__Bloc de texte__
****
Dans sa miséricorde inégalable, le Pape a également muté Mgr Libanori, jésuite, évêque auxiliaire de Rome, qui avait enquêté sur l'affaire Rupnik
Dans le film de 1999 "Le talentueux M. Ripley", inspiré du roman de 1955 de Patricia Highsmith, Dickie Greenleaf est un jeune mondain charismatique et riche qui a l'habitude d'attirer les gens dans son orbite et de les faire se sentir spéciaux, jusqu'à ce qu'il se désintéresse d'eux et les mette de côté.
Lorsque cela commence à arriver à Tom Ripley, le personnage principal, Marge Sherwood, la petite amie de Greenleaf, exprime sa sympathie.
"C'est comme si le soleil brillait sur vous et que c'était glorieux", dit-elle à propos des faveurs de Dickie, "puis il vous oublie et c'est très, très froid".
****
__Enregistrements présentés__

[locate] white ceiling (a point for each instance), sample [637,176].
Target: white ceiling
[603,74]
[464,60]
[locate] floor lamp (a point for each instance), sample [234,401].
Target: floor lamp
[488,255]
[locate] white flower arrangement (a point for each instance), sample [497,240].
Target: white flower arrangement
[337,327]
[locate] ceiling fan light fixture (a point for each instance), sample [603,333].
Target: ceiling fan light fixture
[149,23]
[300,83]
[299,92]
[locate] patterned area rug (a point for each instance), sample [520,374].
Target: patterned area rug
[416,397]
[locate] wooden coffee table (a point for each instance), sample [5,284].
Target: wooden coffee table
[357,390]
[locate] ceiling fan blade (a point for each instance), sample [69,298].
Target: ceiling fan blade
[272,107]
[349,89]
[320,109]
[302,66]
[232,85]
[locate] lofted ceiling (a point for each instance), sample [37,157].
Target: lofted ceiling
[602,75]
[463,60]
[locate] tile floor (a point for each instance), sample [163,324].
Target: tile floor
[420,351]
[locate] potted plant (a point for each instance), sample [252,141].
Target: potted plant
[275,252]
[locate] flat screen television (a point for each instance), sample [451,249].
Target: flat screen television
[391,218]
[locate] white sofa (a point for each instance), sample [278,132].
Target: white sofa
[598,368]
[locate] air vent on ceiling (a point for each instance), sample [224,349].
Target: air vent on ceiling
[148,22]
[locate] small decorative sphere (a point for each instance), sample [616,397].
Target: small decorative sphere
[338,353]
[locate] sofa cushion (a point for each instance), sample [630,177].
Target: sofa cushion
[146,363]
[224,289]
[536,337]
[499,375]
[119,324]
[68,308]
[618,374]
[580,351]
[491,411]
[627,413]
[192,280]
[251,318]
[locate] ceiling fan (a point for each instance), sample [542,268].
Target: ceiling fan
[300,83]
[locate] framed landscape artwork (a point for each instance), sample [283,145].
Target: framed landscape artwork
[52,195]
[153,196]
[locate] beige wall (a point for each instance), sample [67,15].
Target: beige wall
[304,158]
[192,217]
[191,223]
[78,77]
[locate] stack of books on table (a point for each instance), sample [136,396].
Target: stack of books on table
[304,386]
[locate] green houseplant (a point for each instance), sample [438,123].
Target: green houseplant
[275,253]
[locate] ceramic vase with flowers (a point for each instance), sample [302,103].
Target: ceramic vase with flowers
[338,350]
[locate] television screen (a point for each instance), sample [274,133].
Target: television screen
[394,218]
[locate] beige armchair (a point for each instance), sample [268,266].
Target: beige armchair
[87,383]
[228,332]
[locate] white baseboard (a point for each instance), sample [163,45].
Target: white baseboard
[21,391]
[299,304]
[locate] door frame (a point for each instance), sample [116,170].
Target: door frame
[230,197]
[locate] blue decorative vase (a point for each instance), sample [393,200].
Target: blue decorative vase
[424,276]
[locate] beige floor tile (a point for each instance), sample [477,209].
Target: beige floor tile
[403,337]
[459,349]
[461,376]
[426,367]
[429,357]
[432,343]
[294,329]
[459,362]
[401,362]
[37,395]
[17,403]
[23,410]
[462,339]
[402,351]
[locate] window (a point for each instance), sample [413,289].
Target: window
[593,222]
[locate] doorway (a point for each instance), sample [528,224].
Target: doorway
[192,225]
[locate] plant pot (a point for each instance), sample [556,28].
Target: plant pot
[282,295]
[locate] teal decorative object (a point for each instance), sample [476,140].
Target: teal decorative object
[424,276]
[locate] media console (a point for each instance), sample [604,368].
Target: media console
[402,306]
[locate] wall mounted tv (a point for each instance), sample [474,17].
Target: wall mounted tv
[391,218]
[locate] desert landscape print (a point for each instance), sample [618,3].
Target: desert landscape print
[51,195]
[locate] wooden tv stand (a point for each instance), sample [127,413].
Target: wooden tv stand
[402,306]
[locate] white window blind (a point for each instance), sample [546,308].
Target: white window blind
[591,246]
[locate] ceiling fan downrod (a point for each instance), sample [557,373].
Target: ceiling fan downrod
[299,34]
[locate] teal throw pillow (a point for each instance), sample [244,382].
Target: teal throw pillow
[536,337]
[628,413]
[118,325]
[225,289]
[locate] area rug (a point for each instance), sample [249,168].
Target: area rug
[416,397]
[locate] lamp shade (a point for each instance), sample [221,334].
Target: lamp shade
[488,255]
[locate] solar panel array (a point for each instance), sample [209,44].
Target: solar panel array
****
__Consigne__
Résumez le bloc de texte en deux phrases. Servez-vous uniquement du bloc de texte pour répondre.

__Résultat__
Le pape a muté Mgr Libanori, jésuite et évêque auxiliaire de Rome, qui avait enquêté sur l'affaire Rupnik. Dans le film de 1999 « Le talentueux M. Ripley », Dickie Greenleaf attire les gens dans son orbite avant de les mettre de côté, et sa petite amie Marge Sherwood compare ses faveurs à un soleil glorieux suivi d'un grand froid.